**OBJECTIF DE L'EXERCICE**
Selon le texte fourni sur la cession d'activités sous-performantes, qu'est-ce qui rend la cession in bonis d'une entreprise en difficulté délicate pour l'acheteur comme pour le vendeur ? Répondez en une à trois phrases.

**TEXTE FOURNI**

CESSION D'ACTIVITÉS SOUS-PERFORMANTES : COMMENT SÉCURISER LE PROCESSUS DE CESSION ENTRE LE CÉDANT ET L'ACHETEUR ?

Nicolas Laurent, Avocat Associé, Bredin Prat

La cession in bonis d’une entreprise en difficulté est, pour l’acheteur comme le vendeur, un exercice délicat compte tenu du risque de survenance d’un dépôt de bilan post-cession. Lors de leurs discussions préparatoires, les parties doivent donc prendre un certain nombre de précautions spécifiques pour se protéger de ce risque (1.). En terme de cadre, elles pourront avoir recours aux procédures de mandat ad hoc et de conciliation et solliciter in fine l’homologation de la cession par un tribunal afin de sécuriser l’opération (2.). Une fois la cession réalisée, les parties doivent naturellement s’abstenir de tout comportement qui remettrait en cause la séparation juridique et opérationnelle du vendeur et de la cible (3.).

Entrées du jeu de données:
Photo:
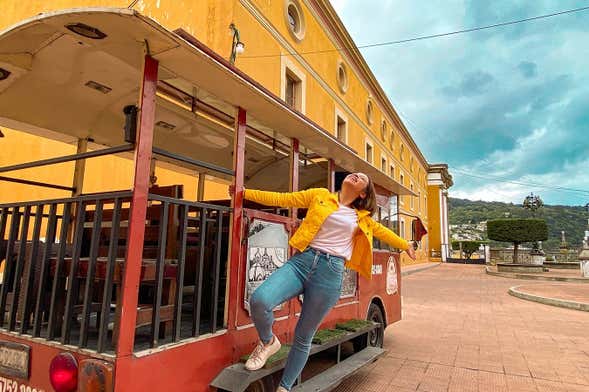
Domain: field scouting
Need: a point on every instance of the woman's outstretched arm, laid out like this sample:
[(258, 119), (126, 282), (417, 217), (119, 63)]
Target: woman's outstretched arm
[(301, 199)]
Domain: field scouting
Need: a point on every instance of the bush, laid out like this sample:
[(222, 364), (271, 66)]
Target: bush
[(517, 231), (468, 247)]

**RÉSULTAT ATTENDU**
Cette cession est délicate en raison du risque de survenance d'un dépôt de bilan post-cession. Pour s'en protéger, les parties doivent prendre un certain nombre de précautions spécifiques lors de leurs discussions préparatoires.